Challenge → Rewrite every line of the records below as a numbered list, dropping any blank lines.

Stored records →
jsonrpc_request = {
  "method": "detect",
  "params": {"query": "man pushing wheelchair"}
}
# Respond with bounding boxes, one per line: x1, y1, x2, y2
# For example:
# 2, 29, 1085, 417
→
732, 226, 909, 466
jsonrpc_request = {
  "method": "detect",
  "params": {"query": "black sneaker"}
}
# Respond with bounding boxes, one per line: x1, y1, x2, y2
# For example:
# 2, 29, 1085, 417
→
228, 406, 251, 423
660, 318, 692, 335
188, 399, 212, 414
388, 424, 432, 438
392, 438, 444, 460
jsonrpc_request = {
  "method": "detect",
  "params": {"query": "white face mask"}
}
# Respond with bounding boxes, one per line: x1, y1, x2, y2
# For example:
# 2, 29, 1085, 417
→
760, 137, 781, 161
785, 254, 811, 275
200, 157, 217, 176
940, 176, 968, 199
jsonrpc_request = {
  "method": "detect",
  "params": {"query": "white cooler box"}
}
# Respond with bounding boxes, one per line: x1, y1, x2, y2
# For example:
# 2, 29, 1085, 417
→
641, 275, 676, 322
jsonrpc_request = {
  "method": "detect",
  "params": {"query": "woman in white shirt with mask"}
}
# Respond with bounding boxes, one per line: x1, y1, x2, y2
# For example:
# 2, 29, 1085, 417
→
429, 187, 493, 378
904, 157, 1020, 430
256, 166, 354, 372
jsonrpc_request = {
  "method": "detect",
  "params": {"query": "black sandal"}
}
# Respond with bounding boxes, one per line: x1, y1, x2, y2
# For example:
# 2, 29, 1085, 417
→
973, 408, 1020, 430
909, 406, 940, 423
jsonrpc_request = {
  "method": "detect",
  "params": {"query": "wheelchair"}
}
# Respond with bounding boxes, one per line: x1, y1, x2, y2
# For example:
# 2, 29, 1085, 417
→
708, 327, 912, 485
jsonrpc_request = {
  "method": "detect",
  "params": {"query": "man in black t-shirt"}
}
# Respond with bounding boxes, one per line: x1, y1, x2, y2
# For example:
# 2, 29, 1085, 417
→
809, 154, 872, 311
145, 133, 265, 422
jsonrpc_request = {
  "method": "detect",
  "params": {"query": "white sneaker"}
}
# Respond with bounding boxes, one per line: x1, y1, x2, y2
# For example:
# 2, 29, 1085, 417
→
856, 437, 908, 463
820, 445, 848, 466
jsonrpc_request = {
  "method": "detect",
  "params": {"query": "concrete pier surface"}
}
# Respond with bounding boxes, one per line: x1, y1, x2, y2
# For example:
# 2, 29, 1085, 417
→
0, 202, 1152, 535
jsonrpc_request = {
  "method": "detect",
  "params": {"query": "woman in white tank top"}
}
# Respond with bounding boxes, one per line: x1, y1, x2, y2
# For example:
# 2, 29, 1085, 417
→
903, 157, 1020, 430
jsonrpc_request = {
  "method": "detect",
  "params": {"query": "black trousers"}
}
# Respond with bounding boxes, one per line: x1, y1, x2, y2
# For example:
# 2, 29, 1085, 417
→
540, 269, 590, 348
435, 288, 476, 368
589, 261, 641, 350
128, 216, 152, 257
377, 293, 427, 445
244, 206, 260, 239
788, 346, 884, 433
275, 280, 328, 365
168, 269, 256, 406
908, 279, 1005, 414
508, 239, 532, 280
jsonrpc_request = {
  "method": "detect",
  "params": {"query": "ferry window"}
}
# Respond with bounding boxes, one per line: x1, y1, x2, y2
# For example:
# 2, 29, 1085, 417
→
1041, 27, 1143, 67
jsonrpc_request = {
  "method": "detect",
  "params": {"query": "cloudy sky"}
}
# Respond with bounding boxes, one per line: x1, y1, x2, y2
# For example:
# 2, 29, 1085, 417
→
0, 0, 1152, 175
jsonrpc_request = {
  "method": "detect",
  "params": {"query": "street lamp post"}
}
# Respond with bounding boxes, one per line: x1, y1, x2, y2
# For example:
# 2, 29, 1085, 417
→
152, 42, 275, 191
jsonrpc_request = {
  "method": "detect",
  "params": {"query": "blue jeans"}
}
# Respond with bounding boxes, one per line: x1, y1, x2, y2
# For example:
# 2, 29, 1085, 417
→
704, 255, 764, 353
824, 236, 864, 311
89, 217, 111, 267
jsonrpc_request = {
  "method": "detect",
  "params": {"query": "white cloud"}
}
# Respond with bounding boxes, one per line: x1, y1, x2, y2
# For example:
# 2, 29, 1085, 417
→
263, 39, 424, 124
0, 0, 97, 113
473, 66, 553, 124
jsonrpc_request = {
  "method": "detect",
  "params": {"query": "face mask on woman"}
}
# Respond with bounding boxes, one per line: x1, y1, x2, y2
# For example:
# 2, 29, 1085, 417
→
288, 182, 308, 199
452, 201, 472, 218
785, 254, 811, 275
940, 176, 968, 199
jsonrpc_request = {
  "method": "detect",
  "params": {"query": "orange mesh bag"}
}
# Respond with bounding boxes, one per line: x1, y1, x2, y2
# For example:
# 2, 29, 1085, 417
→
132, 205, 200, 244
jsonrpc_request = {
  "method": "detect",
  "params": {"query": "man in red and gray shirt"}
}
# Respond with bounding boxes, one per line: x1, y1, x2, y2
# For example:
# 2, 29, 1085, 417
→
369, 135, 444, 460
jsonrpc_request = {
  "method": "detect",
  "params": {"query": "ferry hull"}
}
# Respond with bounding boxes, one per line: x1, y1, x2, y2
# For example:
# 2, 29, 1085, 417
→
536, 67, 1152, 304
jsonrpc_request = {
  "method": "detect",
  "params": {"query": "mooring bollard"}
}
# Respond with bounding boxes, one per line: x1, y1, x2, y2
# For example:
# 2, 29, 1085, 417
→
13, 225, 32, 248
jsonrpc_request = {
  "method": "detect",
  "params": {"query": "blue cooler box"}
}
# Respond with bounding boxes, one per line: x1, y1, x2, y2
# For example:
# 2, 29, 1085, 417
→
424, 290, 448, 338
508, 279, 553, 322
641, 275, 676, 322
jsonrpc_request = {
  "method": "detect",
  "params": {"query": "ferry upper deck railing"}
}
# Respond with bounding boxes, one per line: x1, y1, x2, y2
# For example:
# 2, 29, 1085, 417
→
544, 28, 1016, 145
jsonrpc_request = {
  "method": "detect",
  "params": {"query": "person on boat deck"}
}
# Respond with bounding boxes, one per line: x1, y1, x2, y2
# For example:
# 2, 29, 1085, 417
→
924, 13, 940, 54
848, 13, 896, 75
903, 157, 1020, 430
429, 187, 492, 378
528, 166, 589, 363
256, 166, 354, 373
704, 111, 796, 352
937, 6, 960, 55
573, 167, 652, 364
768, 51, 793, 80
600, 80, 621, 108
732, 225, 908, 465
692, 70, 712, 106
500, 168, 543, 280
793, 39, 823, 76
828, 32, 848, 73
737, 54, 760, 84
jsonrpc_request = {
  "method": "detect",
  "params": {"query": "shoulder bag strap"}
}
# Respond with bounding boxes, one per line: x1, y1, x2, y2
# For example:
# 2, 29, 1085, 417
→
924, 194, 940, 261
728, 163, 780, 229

In response →
1. jsonrpc_request = {
2.   "method": "detect",
3.   "params": {"query": "man pushing wheelchair"}
4. }
5. # Respond with bounding boxes, one per line: x1, y1, x2, y2
6. # For example:
7. # 2, 29, 1085, 417
8. →
9. 732, 226, 909, 466
10. jsonrpc_request = {
11.   "method": "detect",
12.   "params": {"query": "black sneaker"}
13. }
14. # Respond with bounding boxes, one per line: x1, y1, x2, y2
15. # For example:
16. # 2, 29, 1085, 417
17. →
18. 228, 406, 251, 423
19. 660, 318, 692, 335
20. 188, 399, 212, 414
21. 388, 424, 432, 438
22. 392, 438, 444, 460
23. jsonrpc_request = {
24.   "method": "detect",
25.   "params": {"query": "white face mask"}
26. }
27. # Respond with bounding boxes, one per line: x1, y1, x2, y2
28. # For example:
29. # 2, 29, 1085, 417
30. →
31. 760, 137, 781, 161
32. 785, 254, 811, 275
33. 200, 157, 217, 176
34. 940, 176, 968, 199
35. jsonrpc_request = {
36.   "method": "detect",
37.   "params": {"query": "white cooler box"}
38. }
39. # Respond with bounding boxes, one per line: x1, y1, x2, y2
40. # For example:
41. # 2, 29, 1085, 417
42. →
43. 641, 275, 676, 322
44. jsonrpc_request = {
45.   "method": "detect",
46.   "params": {"query": "woman in white shirt with mask"}
47. }
48. # Respond with bounding boxes, one per line: x1, y1, x2, y2
49. # For example:
50. # 2, 29, 1085, 417
51. →
52. 429, 187, 493, 378
53. 904, 157, 1020, 430
54. 256, 166, 354, 372
55. jsonrpc_request = {
56.   "method": "detect",
57.   "params": {"query": "black sandal"}
58. }
59. # Respond with bounding boxes, one per line: x1, y1, x2, y2
60. # For example:
61. # 2, 29, 1085, 417
62. →
63. 973, 408, 1020, 430
64. 909, 406, 940, 423
65. jsonrpc_request = {
66.   "method": "detect",
67.   "params": {"query": "wheelchair"}
68. }
69. # Respond with bounding boxes, one per line: x1, y1, x2, y2
70. # For example:
71. # 2, 29, 1085, 417
72. →
73. 708, 327, 912, 485
74. jsonrpc_request = {
75.   "method": "detect",
76.   "params": {"query": "man in black t-shirt"}
77. }
78. # Respond with bounding boxes, one per line: x1, y1, x2, y2
79. # For example:
80. # 2, 29, 1085, 417
81. →
82. 809, 154, 872, 311
83. 145, 133, 265, 422
84. jsonrpc_request = {
85.   "method": "detect",
86.   "params": {"query": "white sneaker"}
87. }
88. # Respond with bounding boxes, one per line: x1, y1, x2, y2
89. # For example:
90. # 2, 29, 1085, 417
91. →
92. 856, 437, 908, 463
93. 820, 445, 848, 466
94. jsonrpc_request = {
95.   "method": "detect",
96.   "params": {"query": "concrete pier surface"}
97. }
98. # Respond with bounding boxes, one per line: x1, y1, x2, y2
99. # For example:
100. # 2, 29, 1085, 417
101. →
102. 0, 202, 1152, 535
103. jsonrpc_request = {
104.   "method": "detect",
105.   "params": {"query": "woman in white tank top"}
106. }
107. # Respond with bounding boxes, one per line: x1, y1, x2, y2
108. # For example:
109. # 2, 29, 1085, 417
110. →
111. 903, 157, 1020, 430
112. jsonrpc_request = {
113.   "method": "detect",
114.   "params": {"query": "black trousers"}
115. }
116. # Respond with bounding boxes, one per line: x1, y1, x2, y2
117. # For example:
118. # 2, 29, 1085, 417
119. →
120. 540, 269, 590, 348
121. 435, 288, 476, 368
122. 589, 261, 641, 350
123. 128, 216, 152, 257
124. 377, 293, 427, 445
125. 244, 206, 260, 239
126. 788, 346, 884, 433
127. 275, 280, 328, 365
128. 168, 269, 256, 406
129. 908, 279, 1005, 414
130. 508, 239, 532, 280
131. jsonrpc_request = {
132.   "method": "detect",
133.   "params": {"query": "ferry window"}
134. }
135. # Respond with bounding boxes, one per line: x1, y1, x2, y2
136. # For example:
137. # 2, 29, 1085, 417
138. →
139. 1041, 27, 1143, 67
140. jsonrpc_request = {
141.   "method": "detect",
142.   "params": {"query": "cloudy sky"}
143. }
144. # Respond with bounding boxes, one per line: x1, y1, x2, y2
145. # For example:
146. # 2, 29, 1085, 417
147. →
148. 0, 0, 1152, 175
149. jsonrpc_request = {
150.   "method": "detect",
151.   "params": {"query": "street lamp post"}
152. }
153. # Respond with bounding boxes, one per line: x1, y1, x2, y2
154. # For example:
155. # 2, 29, 1085, 417
156. →
157. 152, 42, 275, 191
158. jsonrpc_request = {
159.   "method": "detect",
160.   "params": {"query": "blue jeans"}
161. }
162. # Respond with bounding boxes, one per line: x1, y1, x2, y2
163. # For example:
164. # 2, 29, 1085, 417
165. →
166. 704, 255, 764, 353
167. 824, 236, 864, 311
168. 89, 217, 111, 267
169. jsonrpc_request = {
170.   "method": "detect",
171.   "params": {"query": "white cloud"}
172. }
173. # Respond with bounding boxes, one per line: x1, y1, x2, y2
174. # For example:
175. # 2, 29, 1085, 417
176. →
177. 263, 39, 424, 124
178. 0, 0, 97, 113
179. 473, 66, 553, 124
180. jsonrpc_request = {
181.   "method": "detect",
182.   "params": {"query": "face mask on woman"}
183. }
184. # Respond with bounding boxes, one per line: x1, y1, x2, y2
185. # For example:
186. # 2, 29, 1085, 417
187. →
188. 288, 182, 308, 199
189. 452, 201, 472, 218
190. 785, 254, 811, 275
191. 940, 176, 968, 199
192. jsonrpc_request = {
193.   "method": "detect",
194.   "params": {"query": "orange mesh bag"}
195. }
196. # Respond with bounding boxes, one per line: x1, y1, x2, y2
197. # For example:
198. # 2, 29, 1085, 417
199. →
200. 132, 205, 200, 244
201. jsonrpc_request = {
202.   "method": "detect",
203.   "params": {"query": "man in red and gray shirt"}
204. }
205. # Respond with bounding boxes, one per line: x1, y1, x2, y2
206. # For example:
207. # 2, 29, 1085, 417
208. →
209. 369, 135, 444, 460
210. jsonrpc_request = {
211.   "method": "detect",
212.   "params": {"query": "ferry hull"}
213. }
214. # Respond with bounding boxes, one per line: x1, y1, x2, y2
215. # For example:
216. # 2, 29, 1085, 417
217. →
218. 536, 67, 1152, 304
219. jsonrpc_request = {
220.   "method": "detect",
221.   "params": {"query": "mooring bollard"}
222. }
223. # Respond with bounding boxes, one per line: x1, y1, x2, y2
224. # For example:
225. # 2, 29, 1085, 417
226. →
227. 13, 225, 32, 248
228. jsonrpc_request = {
229.   "method": "detect",
230.   "params": {"query": "blue cooler box"}
231. }
232. # Respond with bounding boxes, one per line: x1, y1, x2, y2
233. # For example:
234. # 2, 29, 1085, 417
235. →
236. 424, 290, 448, 338
237. 508, 279, 553, 322
238. 641, 275, 676, 322
239. jsonrpc_request = {
240.   "method": "detect",
241.   "params": {"query": "ferry upper deck railing"}
242. }
243. # Respond with bounding boxes, one per line: x1, y1, x2, y2
244. # For example:
245. # 2, 29, 1085, 417
246. →
247. 544, 28, 1016, 145
248. jsonrpc_request = {
249.   "method": "detect",
250.   "params": {"query": "person on boat deck"}
251. }
252. # Respond with bounding boxes, one per line: x1, y1, x2, y2
253. # For example:
254. # 2, 29, 1085, 417
255. →
256. 924, 13, 940, 54
257. 848, 13, 896, 75
258. 903, 157, 1020, 430
259. 429, 187, 492, 378
260. 528, 166, 589, 363
261. 256, 166, 354, 373
262. 704, 111, 796, 352
263. 937, 6, 960, 55
264. 573, 167, 652, 364
265. 768, 51, 793, 80
266. 600, 80, 621, 108
267. 732, 225, 908, 465
268. 692, 70, 712, 106
269. 500, 168, 543, 280
270. 793, 39, 823, 76
271. 828, 32, 848, 73
272. 737, 54, 760, 84
273. jsonrpc_request = {
274.   "method": "detect",
275.   "params": {"query": "shoulder bag strap"}
276. }
277. # Respond with bounding boxes, one per line: x1, y1, x2, y2
278. # For example:
279. # 2, 29, 1085, 417
280. →
281. 924, 194, 940, 261
282. 728, 163, 780, 229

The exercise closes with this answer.